EXERCISE DESCRIPTION:
Apart from the images, repeat the data below exactly as written.
——
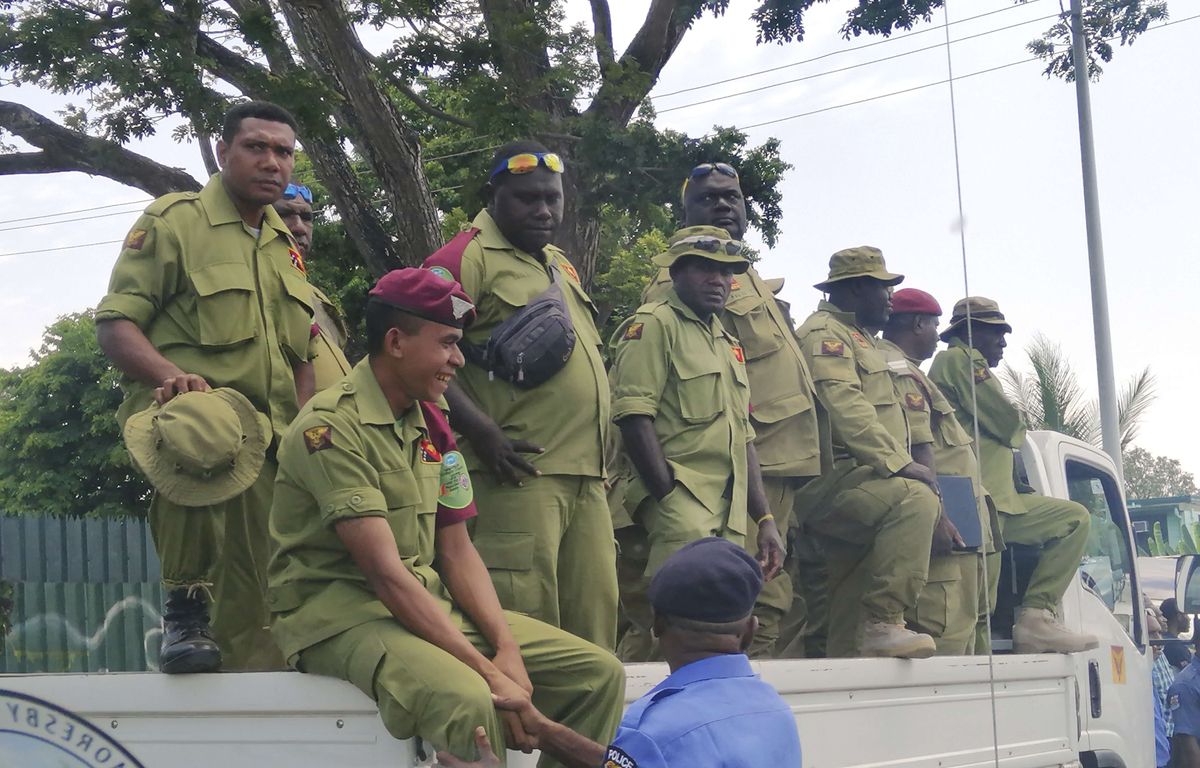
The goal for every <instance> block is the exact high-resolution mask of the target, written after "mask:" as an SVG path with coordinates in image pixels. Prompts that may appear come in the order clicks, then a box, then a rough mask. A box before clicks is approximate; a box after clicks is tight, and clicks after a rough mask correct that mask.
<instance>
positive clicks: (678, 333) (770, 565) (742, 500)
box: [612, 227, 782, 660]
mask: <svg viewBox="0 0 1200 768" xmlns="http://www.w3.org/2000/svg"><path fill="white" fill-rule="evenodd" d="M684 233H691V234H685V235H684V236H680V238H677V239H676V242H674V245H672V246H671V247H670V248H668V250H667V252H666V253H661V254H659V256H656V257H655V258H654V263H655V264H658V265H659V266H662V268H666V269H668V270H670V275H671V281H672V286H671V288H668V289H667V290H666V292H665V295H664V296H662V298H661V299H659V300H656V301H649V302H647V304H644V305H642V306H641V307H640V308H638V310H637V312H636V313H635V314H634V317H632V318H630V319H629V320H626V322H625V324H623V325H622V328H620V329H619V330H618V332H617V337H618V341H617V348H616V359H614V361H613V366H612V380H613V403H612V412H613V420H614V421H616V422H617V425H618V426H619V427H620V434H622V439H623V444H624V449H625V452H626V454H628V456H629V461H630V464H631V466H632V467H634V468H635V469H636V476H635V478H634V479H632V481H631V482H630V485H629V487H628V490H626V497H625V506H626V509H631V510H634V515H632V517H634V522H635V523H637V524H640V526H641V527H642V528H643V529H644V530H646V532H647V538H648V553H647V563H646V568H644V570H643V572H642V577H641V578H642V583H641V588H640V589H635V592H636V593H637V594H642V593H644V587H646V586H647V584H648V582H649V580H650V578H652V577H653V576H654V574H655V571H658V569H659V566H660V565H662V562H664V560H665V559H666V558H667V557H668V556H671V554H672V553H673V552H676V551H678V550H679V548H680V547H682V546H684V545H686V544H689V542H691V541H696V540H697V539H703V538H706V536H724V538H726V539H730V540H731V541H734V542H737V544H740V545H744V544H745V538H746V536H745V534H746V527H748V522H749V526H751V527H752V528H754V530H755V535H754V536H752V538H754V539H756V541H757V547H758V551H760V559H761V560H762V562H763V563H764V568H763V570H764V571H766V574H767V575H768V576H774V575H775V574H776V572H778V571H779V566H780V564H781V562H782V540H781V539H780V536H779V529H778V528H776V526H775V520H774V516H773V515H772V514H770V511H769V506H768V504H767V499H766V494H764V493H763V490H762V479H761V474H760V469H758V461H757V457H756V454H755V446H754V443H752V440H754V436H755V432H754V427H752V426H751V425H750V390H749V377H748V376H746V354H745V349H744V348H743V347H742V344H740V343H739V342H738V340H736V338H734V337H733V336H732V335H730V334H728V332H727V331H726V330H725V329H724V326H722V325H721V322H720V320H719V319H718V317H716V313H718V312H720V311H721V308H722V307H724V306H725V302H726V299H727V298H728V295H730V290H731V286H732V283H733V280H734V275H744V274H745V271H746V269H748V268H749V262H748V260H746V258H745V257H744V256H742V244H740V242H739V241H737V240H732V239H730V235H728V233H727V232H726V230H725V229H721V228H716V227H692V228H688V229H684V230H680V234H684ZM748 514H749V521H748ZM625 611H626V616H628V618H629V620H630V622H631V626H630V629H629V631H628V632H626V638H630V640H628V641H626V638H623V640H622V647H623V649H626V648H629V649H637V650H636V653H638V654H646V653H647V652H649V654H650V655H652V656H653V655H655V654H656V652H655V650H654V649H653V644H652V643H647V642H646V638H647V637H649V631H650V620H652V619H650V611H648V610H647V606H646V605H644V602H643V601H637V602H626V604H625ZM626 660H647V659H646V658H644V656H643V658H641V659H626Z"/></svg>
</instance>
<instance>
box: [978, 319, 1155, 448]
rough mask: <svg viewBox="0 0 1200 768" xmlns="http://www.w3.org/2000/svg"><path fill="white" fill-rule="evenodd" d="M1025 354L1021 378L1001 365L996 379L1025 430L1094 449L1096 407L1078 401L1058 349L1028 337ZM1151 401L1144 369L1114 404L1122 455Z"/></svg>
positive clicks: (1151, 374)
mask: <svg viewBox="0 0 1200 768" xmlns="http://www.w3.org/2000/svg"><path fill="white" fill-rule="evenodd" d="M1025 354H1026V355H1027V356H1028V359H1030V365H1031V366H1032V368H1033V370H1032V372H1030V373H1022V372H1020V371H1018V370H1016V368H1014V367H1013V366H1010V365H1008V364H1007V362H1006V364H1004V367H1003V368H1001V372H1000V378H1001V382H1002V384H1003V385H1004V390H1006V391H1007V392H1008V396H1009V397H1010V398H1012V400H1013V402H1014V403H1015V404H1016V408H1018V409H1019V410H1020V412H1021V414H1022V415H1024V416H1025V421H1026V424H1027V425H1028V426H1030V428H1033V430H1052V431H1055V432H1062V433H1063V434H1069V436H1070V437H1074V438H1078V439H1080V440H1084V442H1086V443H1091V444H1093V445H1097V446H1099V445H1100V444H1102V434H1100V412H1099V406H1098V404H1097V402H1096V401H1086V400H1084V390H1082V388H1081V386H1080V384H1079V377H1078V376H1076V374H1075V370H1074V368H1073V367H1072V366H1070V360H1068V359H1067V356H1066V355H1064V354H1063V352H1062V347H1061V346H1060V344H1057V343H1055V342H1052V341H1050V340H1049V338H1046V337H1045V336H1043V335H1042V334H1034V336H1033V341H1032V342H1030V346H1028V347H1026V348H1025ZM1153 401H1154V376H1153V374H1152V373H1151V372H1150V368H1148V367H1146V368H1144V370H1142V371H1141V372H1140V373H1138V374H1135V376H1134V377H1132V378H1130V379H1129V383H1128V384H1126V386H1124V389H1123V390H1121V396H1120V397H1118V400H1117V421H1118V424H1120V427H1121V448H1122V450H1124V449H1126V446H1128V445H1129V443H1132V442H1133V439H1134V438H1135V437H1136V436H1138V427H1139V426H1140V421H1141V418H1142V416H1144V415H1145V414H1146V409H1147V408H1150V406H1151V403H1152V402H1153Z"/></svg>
——
ANSWER SPACE:
The goal for every <instance> block is the exact high-resolution mask of the target, written after "mask:" as an SVG path with coordinates in image pixels. Prompts that may appear come in the order clicks, then a box, then a rough mask. A box before clicks is approximate; a box after clicks is tight, and clicks after a rough mask correct that mask.
<instance>
positive clicks: (678, 333) (770, 565) (742, 500)
box: [612, 227, 782, 660]
mask: <svg viewBox="0 0 1200 768" xmlns="http://www.w3.org/2000/svg"><path fill="white" fill-rule="evenodd" d="M684 233H691V234H685V235H684V236H680V238H677V239H676V242H674V245H672V246H671V247H670V248H668V250H667V252H666V253H661V254H659V256H656V257H655V258H654V263H655V264H658V265H659V266H662V268H666V269H668V270H670V275H671V281H672V286H671V288H668V289H667V290H666V292H665V295H664V296H662V298H661V299H659V300H656V301H649V302H647V304H644V305H642V306H641V307H640V308H638V310H637V312H636V313H635V314H634V317H632V318H630V319H629V320H626V322H625V324H623V325H622V328H620V329H619V330H618V332H617V337H618V341H617V348H616V359H614V361H613V366H612V380H613V403H612V412H613V420H614V421H616V422H617V425H618V426H619V427H620V434H622V439H623V444H624V449H625V452H626V454H628V456H629V461H630V464H631V466H632V467H634V468H635V469H636V476H635V478H634V479H632V481H631V482H630V485H629V487H628V490H626V497H625V506H626V509H631V510H634V515H632V517H634V522H635V523H637V524H640V526H641V527H642V528H643V529H644V530H646V532H647V538H648V553H647V563H646V568H644V570H643V572H642V577H641V578H642V583H641V588H640V589H635V592H636V593H637V594H642V593H644V587H646V586H647V584H648V582H649V580H650V578H652V577H653V576H654V574H655V571H658V569H659V566H660V565H662V562H664V560H665V559H666V558H667V557H668V556H671V554H672V553H673V552H676V551H678V550H679V548H680V547H682V546H684V545H686V544H689V542H691V541H696V540H697V539H703V538H706V536H724V538H726V539H730V540H731V541H734V542H737V544H740V545H744V544H745V538H746V536H745V534H746V527H748V522H749V526H751V527H752V528H754V530H755V535H754V536H752V538H754V539H756V541H757V547H758V551H760V559H761V560H762V562H763V563H764V568H763V570H764V571H766V574H767V575H768V576H774V575H775V574H776V572H778V571H779V566H780V564H781V562H782V540H781V539H780V536H779V529H778V528H776V526H775V520H774V516H773V515H772V514H770V511H769V506H768V504H767V499H766V494H764V493H763V490H762V479H761V474H760V469H758V461H757V457H756V454H755V446H754V443H752V440H754V436H755V432H754V427H752V426H751V425H750V390H749V377H748V376H746V354H745V349H744V348H743V347H742V344H740V343H739V342H738V340H736V338H734V337H733V336H732V335H730V334H728V332H727V331H726V330H725V329H724V326H722V325H721V322H720V320H719V319H718V317H716V313H718V312H720V311H721V308H722V307H724V306H725V302H726V299H727V298H728V295H730V290H731V286H732V283H733V280H734V275H744V274H745V271H746V269H748V268H749V262H748V260H746V258H745V257H744V256H742V244H740V242H739V241H737V240H732V239H730V235H728V233H727V232H726V230H725V229H721V228H716V227H692V228H688V229H684V230H680V234H684ZM748 514H749V521H748ZM625 611H626V616H628V618H629V620H630V622H631V626H630V629H629V631H628V632H626V638H630V640H628V641H626V638H623V640H622V647H623V649H626V648H629V649H637V650H636V653H638V654H646V653H647V652H649V654H650V655H652V656H653V655H655V654H656V652H655V650H654V649H653V644H652V643H647V642H646V638H647V637H649V631H650V620H652V619H650V611H648V610H647V606H646V605H644V602H643V601H637V602H626V604H625ZM626 660H647V659H646V658H644V656H643V658H641V659H626Z"/></svg>
</instance>
<instance>
box: [978, 319, 1155, 448]
rough mask: <svg viewBox="0 0 1200 768" xmlns="http://www.w3.org/2000/svg"><path fill="white" fill-rule="evenodd" d="M1025 354L1021 378L1001 365L996 379L1025 430L1094 449L1096 407L1078 401L1058 349L1028 337ZM1151 401L1144 369L1114 404L1122 455Z"/></svg>
positive clicks: (1151, 374)
mask: <svg viewBox="0 0 1200 768" xmlns="http://www.w3.org/2000/svg"><path fill="white" fill-rule="evenodd" d="M1025 354H1026V355H1027V356H1028V359H1030V365H1031V366H1032V368H1033V370H1032V372H1030V373H1022V372H1020V371H1018V370H1016V368H1014V367H1013V366H1010V365H1008V364H1007V362H1006V364H1004V367H1003V368H1001V372H1000V378H1001V382H1002V384H1003V385H1004V390H1006V391H1007V392H1008V396H1009V397H1010V398H1012V400H1013V402H1014V403H1015V404H1016V408H1018V409H1019V410H1020V412H1021V414H1022V415H1024V416H1025V421H1026V424H1027V425H1028V426H1030V428H1033V430H1052V431H1055V432H1062V433H1063V434H1069V436H1070V437H1074V438H1078V439H1080V440H1084V442H1086V443H1091V444H1093V445H1097V446H1099V445H1100V444H1102V434H1100V412H1099V406H1098V404H1097V402H1096V401H1086V400H1084V390H1082V388H1081V386H1080V384H1079V377H1078V376H1076V374H1075V370H1074V368H1073V367H1072V366H1070V360H1068V359H1067V356H1066V355H1064V354H1063V352H1062V347H1061V346H1060V344H1057V343H1055V342H1052V341H1050V340H1049V338H1046V337H1045V336H1043V335H1042V334H1034V336H1033V341H1032V342H1030V346H1028V347H1026V348H1025ZM1153 401H1154V376H1153V374H1152V373H1151V372H1150V368H1148V367H1146V368H1144V370H1142V371H1141V372H1140V373H1138V374H1135V376H1134V377H1132V378H1130V379H1129V383H1128V384H1126V386H1124V389H1123V390H1121V396H1120V397H1118V400H1117V421H1118V424H1120V427H1121V448H1122V450H1124V449H1126V446H1128V445H1129V443H1132V442H1133V439H1134V438H1135V437H1136V436H1138V427H1139V426H1140V421H1141V418H1142V416H1144V415H1145V414H1146V409H1147V408H1150V406H1151V403H1152V402H1153Z"/></svg>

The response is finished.